====== Given records

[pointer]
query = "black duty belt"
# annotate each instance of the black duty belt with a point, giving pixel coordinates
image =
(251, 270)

============
====== Given records

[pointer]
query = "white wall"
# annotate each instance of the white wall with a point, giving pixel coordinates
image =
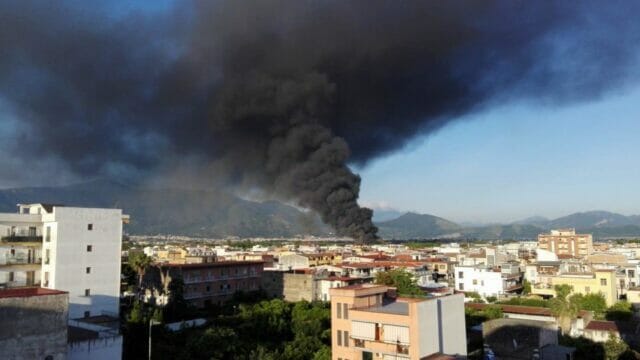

============
====== Given records

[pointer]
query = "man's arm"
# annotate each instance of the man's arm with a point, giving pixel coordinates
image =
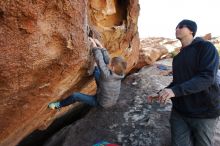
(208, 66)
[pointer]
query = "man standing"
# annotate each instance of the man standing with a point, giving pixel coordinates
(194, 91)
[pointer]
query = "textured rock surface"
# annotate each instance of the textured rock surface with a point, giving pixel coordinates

============

[Task to carry out] For the entries above, print exactly the lines between the one with "# annotate each instance of the man's" and the one with "# annotate each instance of the textured", inclusive, with no pictures.

[Answer section]
# annotate each instance of the man's arm with a point, giving pixel coordinates
image =
(208, 66)
[pointer]
query = "man standing"
# annotate each instance of the man standing with a point, giving pixel coordinates
(194, 91)
[pointer]
query = "textured rock surface"
# annotate each instance of the textured rock surface with a point, giving pixel coordinates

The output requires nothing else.